*RECORD LIST*.
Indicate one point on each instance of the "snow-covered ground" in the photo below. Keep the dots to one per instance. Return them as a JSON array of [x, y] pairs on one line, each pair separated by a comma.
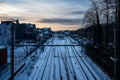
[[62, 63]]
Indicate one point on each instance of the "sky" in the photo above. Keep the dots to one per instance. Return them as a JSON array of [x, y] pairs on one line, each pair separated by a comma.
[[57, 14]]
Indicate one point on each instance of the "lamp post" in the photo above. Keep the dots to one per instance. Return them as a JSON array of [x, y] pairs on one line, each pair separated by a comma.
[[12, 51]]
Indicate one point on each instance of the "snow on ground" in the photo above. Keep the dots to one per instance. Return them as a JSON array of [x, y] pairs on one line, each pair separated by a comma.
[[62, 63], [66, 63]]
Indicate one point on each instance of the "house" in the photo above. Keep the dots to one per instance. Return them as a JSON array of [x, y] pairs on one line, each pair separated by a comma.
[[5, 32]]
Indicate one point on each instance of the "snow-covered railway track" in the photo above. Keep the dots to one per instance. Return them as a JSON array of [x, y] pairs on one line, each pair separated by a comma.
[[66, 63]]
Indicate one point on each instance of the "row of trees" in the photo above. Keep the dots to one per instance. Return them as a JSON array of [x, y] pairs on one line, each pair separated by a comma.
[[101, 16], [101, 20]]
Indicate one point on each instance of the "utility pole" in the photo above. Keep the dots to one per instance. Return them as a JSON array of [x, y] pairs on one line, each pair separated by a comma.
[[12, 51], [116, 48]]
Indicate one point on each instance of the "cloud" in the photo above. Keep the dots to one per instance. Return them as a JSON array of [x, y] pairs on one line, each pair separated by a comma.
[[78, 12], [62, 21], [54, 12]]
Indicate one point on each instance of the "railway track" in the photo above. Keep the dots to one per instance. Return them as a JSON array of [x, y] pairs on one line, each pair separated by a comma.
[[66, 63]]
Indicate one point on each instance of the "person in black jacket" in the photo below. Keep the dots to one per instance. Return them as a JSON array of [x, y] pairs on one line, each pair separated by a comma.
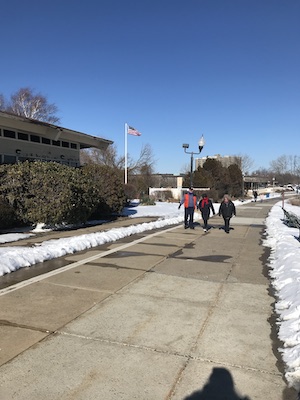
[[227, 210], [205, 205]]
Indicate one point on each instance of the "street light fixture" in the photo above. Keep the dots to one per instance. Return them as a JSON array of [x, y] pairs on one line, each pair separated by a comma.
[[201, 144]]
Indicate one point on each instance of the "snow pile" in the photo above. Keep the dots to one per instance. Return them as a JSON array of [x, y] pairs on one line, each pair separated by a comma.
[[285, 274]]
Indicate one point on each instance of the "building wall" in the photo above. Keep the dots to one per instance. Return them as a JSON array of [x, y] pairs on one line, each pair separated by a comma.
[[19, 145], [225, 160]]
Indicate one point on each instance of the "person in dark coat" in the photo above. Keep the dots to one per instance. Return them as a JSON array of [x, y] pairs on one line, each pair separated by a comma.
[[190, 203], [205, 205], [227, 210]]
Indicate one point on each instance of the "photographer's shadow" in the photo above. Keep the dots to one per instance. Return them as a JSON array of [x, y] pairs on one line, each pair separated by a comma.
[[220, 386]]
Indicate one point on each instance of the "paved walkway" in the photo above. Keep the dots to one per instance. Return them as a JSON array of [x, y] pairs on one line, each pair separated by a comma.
--
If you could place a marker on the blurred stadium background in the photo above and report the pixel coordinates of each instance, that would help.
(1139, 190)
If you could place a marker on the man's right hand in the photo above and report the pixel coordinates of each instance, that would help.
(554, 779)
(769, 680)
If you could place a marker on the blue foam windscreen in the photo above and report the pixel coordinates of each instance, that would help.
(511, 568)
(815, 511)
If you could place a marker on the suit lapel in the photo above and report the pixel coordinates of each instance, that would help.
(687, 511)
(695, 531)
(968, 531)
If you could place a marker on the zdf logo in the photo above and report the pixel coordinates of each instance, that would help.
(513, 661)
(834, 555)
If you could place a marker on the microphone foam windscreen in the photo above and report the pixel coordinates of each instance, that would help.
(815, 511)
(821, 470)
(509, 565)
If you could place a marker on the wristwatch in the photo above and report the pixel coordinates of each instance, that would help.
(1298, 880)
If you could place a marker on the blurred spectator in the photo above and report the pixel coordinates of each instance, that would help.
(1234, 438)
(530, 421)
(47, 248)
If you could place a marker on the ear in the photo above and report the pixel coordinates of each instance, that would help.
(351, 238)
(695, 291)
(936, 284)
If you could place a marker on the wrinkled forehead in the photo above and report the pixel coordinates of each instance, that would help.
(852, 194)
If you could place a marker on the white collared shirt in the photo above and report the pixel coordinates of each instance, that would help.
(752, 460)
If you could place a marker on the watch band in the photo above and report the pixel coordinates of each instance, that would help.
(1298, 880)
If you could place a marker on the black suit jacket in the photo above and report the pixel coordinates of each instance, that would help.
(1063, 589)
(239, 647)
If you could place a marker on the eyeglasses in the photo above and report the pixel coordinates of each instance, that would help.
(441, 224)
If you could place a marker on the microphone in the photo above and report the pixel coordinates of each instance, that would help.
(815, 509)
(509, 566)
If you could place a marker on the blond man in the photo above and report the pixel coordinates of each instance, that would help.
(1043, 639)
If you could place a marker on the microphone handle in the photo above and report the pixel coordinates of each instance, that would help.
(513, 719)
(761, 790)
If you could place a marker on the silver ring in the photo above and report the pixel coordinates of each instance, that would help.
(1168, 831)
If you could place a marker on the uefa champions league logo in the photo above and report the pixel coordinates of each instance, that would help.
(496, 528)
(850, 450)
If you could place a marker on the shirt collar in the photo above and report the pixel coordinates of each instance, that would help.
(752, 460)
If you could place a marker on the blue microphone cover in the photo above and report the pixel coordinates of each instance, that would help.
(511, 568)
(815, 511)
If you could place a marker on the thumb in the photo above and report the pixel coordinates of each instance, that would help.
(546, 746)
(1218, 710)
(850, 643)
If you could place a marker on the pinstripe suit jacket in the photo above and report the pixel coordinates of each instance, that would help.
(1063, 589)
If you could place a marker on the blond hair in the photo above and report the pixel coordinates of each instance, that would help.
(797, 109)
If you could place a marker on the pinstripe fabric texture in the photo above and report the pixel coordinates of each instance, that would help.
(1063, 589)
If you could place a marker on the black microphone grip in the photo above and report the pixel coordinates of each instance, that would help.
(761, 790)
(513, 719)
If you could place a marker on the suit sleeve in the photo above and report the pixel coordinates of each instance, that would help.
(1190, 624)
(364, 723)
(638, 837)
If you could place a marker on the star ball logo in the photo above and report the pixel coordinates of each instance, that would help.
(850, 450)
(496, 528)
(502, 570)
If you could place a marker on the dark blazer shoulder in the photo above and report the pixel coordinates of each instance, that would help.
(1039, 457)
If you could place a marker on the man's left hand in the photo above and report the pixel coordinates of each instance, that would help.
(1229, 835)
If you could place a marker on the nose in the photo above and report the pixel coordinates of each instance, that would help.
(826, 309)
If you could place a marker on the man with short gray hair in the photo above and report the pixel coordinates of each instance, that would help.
---
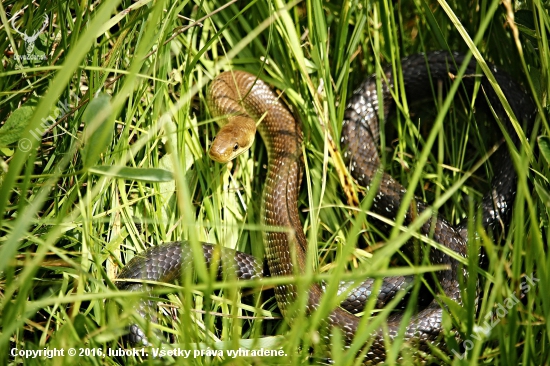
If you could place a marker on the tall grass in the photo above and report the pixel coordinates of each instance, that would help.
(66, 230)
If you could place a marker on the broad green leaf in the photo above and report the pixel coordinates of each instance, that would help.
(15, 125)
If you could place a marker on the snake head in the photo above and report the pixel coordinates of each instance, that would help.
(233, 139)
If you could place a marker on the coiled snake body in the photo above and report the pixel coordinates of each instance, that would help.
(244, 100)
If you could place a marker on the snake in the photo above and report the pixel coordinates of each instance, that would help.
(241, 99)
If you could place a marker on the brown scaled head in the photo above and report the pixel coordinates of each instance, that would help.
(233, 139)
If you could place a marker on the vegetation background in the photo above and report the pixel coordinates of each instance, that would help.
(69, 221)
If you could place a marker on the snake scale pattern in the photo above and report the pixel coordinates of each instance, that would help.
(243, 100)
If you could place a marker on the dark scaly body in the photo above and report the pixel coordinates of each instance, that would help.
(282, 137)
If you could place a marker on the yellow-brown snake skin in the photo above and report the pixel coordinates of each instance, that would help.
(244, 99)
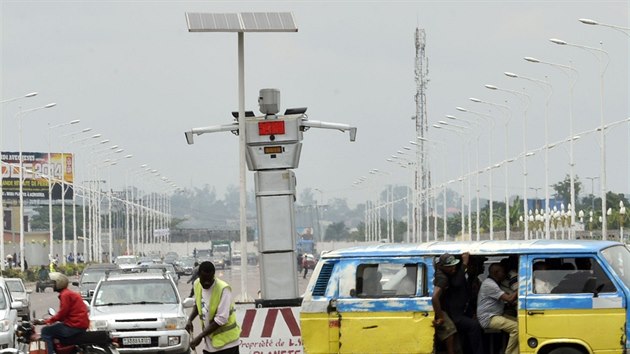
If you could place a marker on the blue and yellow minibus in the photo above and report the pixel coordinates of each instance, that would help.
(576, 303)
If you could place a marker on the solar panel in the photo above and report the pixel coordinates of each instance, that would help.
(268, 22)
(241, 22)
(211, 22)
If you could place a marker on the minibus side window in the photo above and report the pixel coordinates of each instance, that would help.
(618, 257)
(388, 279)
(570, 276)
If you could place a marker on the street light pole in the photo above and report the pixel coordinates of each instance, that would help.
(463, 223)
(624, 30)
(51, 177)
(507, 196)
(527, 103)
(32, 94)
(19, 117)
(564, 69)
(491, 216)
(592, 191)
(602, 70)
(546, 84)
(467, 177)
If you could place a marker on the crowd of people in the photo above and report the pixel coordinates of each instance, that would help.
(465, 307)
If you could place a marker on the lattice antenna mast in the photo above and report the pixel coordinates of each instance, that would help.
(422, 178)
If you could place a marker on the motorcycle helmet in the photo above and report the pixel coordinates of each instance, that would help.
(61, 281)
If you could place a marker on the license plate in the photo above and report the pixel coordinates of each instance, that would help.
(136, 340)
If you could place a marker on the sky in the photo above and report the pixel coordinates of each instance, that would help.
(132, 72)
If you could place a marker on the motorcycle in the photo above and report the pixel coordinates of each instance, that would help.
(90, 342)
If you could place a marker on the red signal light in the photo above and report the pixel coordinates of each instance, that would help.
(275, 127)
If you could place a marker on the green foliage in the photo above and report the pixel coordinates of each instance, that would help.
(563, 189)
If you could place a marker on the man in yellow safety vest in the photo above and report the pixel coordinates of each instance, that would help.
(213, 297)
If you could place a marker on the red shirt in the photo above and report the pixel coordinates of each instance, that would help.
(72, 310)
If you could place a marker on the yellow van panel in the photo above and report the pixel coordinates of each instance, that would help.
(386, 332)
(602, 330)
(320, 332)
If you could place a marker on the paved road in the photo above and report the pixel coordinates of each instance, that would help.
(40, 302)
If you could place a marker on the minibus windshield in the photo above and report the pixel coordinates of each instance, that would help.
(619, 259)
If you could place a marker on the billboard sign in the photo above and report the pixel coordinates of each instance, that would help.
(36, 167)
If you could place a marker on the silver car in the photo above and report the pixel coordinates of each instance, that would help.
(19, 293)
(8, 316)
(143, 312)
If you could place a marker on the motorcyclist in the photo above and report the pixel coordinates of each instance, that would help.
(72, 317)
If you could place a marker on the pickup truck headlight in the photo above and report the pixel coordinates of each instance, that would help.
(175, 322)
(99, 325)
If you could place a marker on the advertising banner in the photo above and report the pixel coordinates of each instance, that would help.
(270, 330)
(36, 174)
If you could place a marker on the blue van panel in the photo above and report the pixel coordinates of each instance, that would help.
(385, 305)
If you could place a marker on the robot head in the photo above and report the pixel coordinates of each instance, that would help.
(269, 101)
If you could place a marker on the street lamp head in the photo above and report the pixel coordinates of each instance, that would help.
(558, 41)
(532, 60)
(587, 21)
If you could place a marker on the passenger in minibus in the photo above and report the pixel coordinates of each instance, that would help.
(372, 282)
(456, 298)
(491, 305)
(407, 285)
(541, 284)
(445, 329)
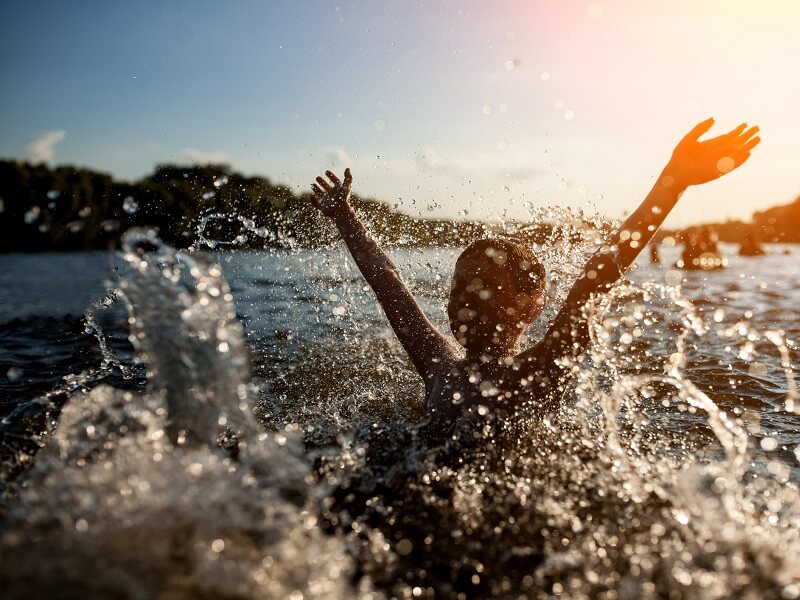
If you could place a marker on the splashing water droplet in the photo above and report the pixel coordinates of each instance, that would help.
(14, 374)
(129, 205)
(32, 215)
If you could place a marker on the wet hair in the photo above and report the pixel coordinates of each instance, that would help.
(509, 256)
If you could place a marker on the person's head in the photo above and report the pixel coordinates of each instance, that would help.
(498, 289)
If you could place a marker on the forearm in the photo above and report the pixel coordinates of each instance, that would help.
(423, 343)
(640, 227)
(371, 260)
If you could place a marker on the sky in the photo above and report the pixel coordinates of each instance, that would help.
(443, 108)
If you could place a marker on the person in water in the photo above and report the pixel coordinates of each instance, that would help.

*PROBLEM TO SOLVE*. Please reproduce only the records beginning with the line that contains "If you could place a marker on the microphone in" and continuing through the line that contains "(1168, 831)", requests included. Shift each coordinate in the answers up by 144 and leave the request text unchanged.

*EXERCISE OUTPUT*.
If you could place a marker on the microphone in the photo above and report the pixel coordinates of each instance, that would help.
(959, 653)
(653, 710)
If you could place a marker on the blond man in the photo above and report the pixel coordinates of each instance, that would help.
(1187, 783)
If you could place a marker on the microphone handle in the photo above and report the pixel coordinates of each instance, that would help.
(657, 863)
(905, 934)
If you could place a marker on the silver ring in the photo above and report the pixel coordinates of each instance, that would help.
(1312, 975)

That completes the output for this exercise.